Revise the entries below by replacing "in the frame" with "in the image" throughout, changing nothing else, and write all the lines out again without the pictures.

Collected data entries
↓
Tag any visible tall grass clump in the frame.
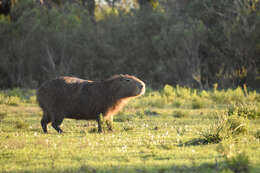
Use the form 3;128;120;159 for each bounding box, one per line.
217;142;250;173
228;103;260;119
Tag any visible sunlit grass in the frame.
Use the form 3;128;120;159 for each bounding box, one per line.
0;85;260;173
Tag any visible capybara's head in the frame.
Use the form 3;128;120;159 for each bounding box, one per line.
108;74;145;98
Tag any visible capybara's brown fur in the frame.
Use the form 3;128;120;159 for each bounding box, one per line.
37;75;145;133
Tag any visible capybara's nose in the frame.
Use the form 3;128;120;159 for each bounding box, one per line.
138;84;144;89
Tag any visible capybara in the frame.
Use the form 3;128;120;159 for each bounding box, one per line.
37;74;145;133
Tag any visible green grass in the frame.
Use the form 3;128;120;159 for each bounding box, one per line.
0;85;260;173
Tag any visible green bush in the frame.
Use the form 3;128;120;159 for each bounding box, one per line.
228;103;260;119
225;152;250;173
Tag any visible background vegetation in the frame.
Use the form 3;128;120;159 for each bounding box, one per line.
0;85;260;173
0;0;260;89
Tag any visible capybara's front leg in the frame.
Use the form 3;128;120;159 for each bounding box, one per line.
97;115;103;133
106;120;113;132
51;113;64;133
41;111;51;133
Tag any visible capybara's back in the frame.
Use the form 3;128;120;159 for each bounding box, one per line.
37;75;145;133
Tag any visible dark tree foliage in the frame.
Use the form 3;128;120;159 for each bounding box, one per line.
0;0;260;89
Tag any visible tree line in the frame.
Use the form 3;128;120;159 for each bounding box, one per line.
0;0;260;89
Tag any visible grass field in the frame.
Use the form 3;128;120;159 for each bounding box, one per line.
0;85;260;173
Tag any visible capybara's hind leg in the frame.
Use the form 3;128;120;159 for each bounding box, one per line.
41;111;51;133
51;118;63;133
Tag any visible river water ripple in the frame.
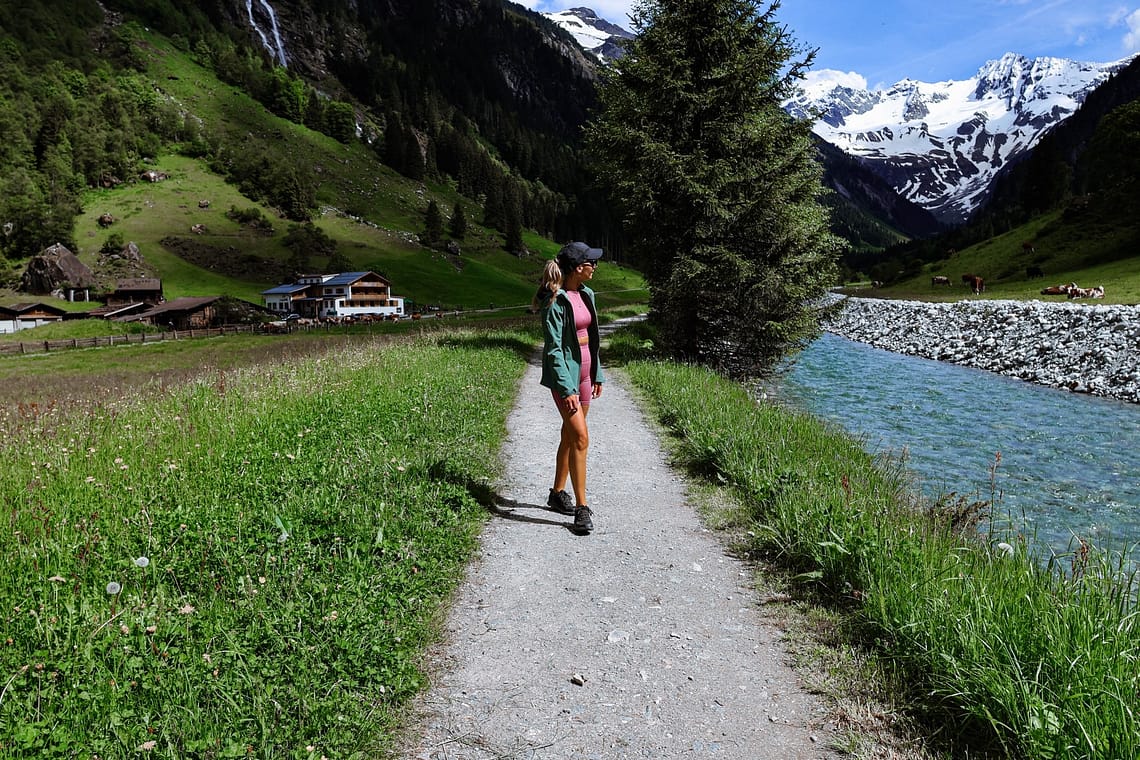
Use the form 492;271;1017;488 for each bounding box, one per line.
774;333;1140;553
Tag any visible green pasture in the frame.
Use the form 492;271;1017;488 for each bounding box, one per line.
848;211;1140;304
0;332;535;759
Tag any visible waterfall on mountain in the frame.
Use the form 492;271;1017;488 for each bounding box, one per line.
245;0;288;67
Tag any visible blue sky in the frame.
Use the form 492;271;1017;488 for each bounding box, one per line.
521;0;1140;88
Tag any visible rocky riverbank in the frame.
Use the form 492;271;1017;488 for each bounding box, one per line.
824;297;1140;403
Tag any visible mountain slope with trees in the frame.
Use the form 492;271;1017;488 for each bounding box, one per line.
0;0;633;303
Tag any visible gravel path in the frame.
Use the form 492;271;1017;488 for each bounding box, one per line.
401;348;839;760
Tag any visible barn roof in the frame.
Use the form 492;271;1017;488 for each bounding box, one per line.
321;272;388;287
115;277;162;293
261;283;310;295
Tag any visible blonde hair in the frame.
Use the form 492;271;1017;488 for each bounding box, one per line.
543;259;562;295
530;259;562;311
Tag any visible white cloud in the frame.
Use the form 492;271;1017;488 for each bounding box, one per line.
804;68;866;90
1124;10;1140;55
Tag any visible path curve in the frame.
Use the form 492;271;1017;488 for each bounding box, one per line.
401;344;839;760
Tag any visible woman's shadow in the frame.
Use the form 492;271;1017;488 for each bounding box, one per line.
429;460;576;533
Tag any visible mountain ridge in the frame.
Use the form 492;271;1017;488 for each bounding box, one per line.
784;52;1131;226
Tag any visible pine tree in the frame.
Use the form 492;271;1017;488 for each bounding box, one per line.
421;201;443;247
448;201;467;240
587;0;838;377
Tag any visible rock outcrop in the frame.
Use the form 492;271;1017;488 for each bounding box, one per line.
19;243;96;295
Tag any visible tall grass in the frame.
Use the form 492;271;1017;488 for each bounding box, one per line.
0;332;532;758
619;355;1140;760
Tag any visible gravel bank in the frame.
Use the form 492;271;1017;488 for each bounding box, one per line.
824;297;1140;403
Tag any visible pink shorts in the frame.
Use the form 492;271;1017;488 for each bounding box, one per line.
551;377;594;409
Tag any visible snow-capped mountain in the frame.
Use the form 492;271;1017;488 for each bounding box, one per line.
543;8;634;60
784;52;1129;224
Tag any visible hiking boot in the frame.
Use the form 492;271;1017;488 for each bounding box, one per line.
573;506;594;533
546;489;573;515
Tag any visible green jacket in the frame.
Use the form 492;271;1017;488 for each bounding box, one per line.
542;285;605;399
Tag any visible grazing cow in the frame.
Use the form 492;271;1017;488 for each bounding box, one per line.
962;275;986;295
1068;285;1105;299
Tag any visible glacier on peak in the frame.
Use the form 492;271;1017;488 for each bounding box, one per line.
783;52;1131;224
↑
• EXPECTED OUTPUT:
Tag any visible tall grass clump in the image.
Use the form 3;128;120;159 for each bounding box, one per line.
217;142;250;173
228;103;260;119
Tag any visible sunlit grass in the image.
Use the form 3;128;120;159 for each bounding box, one per line.
0;85;260;173
Tag any visible capybara's head in the image.
Use the form 3;128;120;159 for each bounding box, one per line.
108;74;145;98
Tag any visible capybara's brown fur in the image.
Use the form 3;128;120;159 for each bounding box, one per line.
37;75;145;133
Tag any visible capybara's nose in the image.
Use the form 3;128;120;159 for each bounding box, one per line.
138;84;144;89
Tag any visible capybara in the image.
Use the form 3;128;120;159 for each bounding box, one per line.
37;74;145;133
Tag any visible green grass in the image.
Use the form 3;128;120;159 for each bounding box, one per line.
0;85;260;173
Tag any visible green bush in the image.
Use the form 3;128;120;159 for each bounding box, one per line.
228;103;260;119
225;152;250;173
Tag any visible background vegetation in the image.
Use the form 3;128;120;159 for each bounding box, one per line.
0;85;260;173
0;0;260;89
Tag any visible capybara's front leg in the image.
Use the form 3;128;120;159 for each bounding box, one per line.
97;115;103;133
106;120;113;132
51;113;64;133
41;111;51;133
Tag any visible capybara's back in the image.
Use the form 3;128;120;159 for each bounding box, one per line.
37;75;145;133
Tag any visible dark tree foliage in the image.
Use the form 3;128;120;159 for each bounding box, one per line.
0;0;260;89
Tag any visible tree line in the image.
Use the form 3;128;120;159 for each bounding box, one per line.
0;0;260;89
Tag any visible grass field in the image.
Use the form 3;128;120;159 for each bounding box, one per line.
0;85;260;173
Tag any visible capybara's hind leg in the image.
Use the form 3;128;120;159 for each bounding box, one per line.
41;111;51;133
51;118;63;133
Tag any visible river water ripple in the image.
Use the form 492;271;1017;488 for each bounding box, one per line.
774;333;1140;553
Tag any visible green pasture in the image.
Use the form 492;271;1017;488 for each bounding box, one per line.
848;211;1140;304
0;332;535;759
Tag any visible waterfall on mountain in the image.
Use the form 492;271;1017;488 for each bounding box, one per line.
245;0;288;67
Tag any visible blue sky in the image.
Use the form 492;271;1017;488 for each bounding box, one per line.
521;0;1140;88
Tag any visible rocky riverbank in the image.
Use the form 492;271;1017;488 for each bounding box, one per line.
824;297;1140;403
Tag any visible mountain slope with trees in the image.
Use the form 492;271;1017;488 for each bounding box, one per line.
0;0;633;303
Tag any visible gravel path in the image.
Use the form 492;271;1017;488 for each bounding box, one per line.
401;348;839;760
Tag any visible barn roof in the image.
Use the form 492;271;1017;488 for each bounding box, one per line.
321;272;388;287
115;277;162;293
261;283;310;295
Tag any visible blonde hair in the image.
Use the form 492;271;1017;488 for each bounding box, one per line.
543;259;562;295
530;259;562;311
Tag any visible white cloud in the image.
Use the form 492;271;1017;488 for each bounding box, one per line.
804;68;866;90
1124;10;1140;55
Tag any visible path curve in the image.
Use the form 492;271;1017;488 for each bounding box, one per line.
401;344;839;760
Tag any visible woman's shadow in the image.
Use the form 492;271;1017;488 for each bounding box, one per line.
429;460;576;533
Tag any visible mountain ridge in the image.
Use the form 492;271;1017;488 for each bounding box, one per line.
784;52;1131;226
Tag any visible pine tree in the image.
Use the form 492;271;1017;488 for each bounding box, one per line.
421;201;443;247
448;201;467;240
587;0;838;377
Tag any visible rock outcrop in the image.
Use the form 492;271;1017;488 for each bounding box, one per line.
19;243;96;295
Tag any visible tall grass in the image.
Use the form 492;271;1017;488 for each bounding box, one per line.
0;332;532;758
619;355;1140;760
Tag any visible gravel bank in the image.
Use the form 492;271;1017;488 for each bounding box, one per line.
824;297;1140;403
Tag any visible pink shorts in the image.
Use the form 492;271;1017;488 for each bounding box, one per line.
551;377;594;409
Tag any visible snow-capped mountain in the image.
Use the form 492;271;1017;488 for each bounding box, one per line.
543;8;634;60
784;52;1129;224
Tag any visible hiking boot in the image.
Use the form 492;271;1017;488 for each bounding box, one per line.
573;506;594;533
546;489;573;515
Tag any visible green jacket in the image.
Use the form 492;271;1017;488 for each bounding box, one per line.
542;285;605;399
Tag any visible grazing cow in the image.
Use the form 492;271;1017;488 for each bounding box, one per line.
962;275;986;295
1068;285;1105;299
Tag any visible glacier on peak in the image.
Use the form 492;271;1017;488 for each bounding box, one per line.
783;52;1131;224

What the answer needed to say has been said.